_The records_
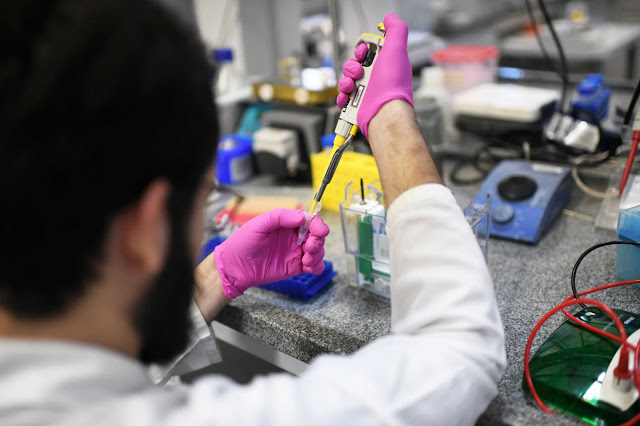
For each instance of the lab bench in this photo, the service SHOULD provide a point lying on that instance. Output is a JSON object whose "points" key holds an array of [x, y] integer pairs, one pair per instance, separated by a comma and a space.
{"points": [[529, 280]]}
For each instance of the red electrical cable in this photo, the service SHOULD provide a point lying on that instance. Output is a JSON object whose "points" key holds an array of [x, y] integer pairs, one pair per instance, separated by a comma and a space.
{"points": [[527, 352], [630, 158]]}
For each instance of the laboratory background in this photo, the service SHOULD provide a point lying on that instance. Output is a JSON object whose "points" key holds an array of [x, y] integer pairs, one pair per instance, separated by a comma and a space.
{"points": [[529, 109]]}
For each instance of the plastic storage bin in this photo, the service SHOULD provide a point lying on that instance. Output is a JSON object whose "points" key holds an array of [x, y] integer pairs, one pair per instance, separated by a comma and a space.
{"points": [[466, 66], [628, 256], [365, 235], [303, 286], [352, 167]]}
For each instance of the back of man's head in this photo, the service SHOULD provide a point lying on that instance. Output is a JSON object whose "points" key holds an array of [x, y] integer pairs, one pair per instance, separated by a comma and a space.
{"points": [[97, 99]]}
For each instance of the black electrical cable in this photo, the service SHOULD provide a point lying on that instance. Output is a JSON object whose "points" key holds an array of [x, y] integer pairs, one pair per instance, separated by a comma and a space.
{"points": [[583, 255], [563, 60]]}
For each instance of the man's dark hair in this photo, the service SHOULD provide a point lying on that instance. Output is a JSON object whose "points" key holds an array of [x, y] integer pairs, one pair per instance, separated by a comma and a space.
{"points": [[97, 99]]}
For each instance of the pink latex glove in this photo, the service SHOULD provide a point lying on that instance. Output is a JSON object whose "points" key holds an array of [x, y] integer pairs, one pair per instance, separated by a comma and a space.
{"points": [[391, 77], [265, 250]]}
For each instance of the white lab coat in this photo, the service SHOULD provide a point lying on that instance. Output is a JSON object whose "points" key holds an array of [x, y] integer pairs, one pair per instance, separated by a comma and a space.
{"points": [[439, 366]]}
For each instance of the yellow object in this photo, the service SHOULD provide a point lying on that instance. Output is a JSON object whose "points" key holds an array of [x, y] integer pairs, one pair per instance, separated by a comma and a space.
{"points": [[338, 142], [273, 91], [352, 167]]}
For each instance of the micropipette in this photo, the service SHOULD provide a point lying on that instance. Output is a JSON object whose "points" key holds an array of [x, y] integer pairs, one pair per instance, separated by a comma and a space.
{"points": [[347, 127]]}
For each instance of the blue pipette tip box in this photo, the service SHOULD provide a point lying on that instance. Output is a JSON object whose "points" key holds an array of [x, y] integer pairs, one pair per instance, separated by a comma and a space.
{"points": [[303, 286]]}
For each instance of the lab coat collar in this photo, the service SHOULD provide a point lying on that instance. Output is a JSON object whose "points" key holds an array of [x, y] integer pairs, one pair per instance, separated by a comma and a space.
{"points": [[37, 372]]}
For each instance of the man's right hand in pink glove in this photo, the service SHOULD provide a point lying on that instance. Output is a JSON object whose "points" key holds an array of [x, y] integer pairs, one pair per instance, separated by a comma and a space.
{"points": [[391, 77], [265, 250]]}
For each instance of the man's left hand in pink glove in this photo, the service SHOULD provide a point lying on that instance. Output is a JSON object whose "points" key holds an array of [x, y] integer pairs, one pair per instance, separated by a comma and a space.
{"points": [[265, 250]]}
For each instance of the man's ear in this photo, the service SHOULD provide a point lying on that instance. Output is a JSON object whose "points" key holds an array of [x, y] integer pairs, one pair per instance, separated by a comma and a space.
{"points": [[145, 226]]}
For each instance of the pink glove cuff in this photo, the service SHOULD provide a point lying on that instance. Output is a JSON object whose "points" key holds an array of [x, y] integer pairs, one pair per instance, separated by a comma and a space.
{"points": [[229, 289]]}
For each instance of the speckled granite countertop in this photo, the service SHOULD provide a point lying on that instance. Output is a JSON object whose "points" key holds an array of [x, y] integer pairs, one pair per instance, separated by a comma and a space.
{"points": [[529, 280]]}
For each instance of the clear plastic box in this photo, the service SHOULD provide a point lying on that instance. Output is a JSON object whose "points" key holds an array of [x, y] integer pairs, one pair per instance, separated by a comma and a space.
{"points": [[365, 236]]}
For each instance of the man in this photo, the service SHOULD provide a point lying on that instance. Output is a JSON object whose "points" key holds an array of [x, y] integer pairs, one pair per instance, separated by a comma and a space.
{"points": [[107, 135]]}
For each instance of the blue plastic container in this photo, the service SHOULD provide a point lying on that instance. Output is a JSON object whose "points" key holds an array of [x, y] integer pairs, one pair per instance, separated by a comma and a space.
{"points": [[208, 248], [303, 286], [327, 140], [233, 160], [628, 256], [591, 95]]}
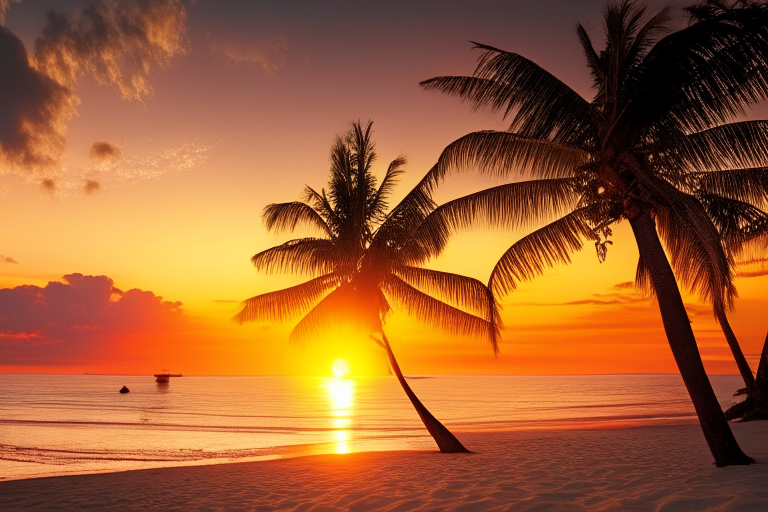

_Exercise details_
State how many lines of the material above contain the word "collar". Give only the number.

_Exercise response_
1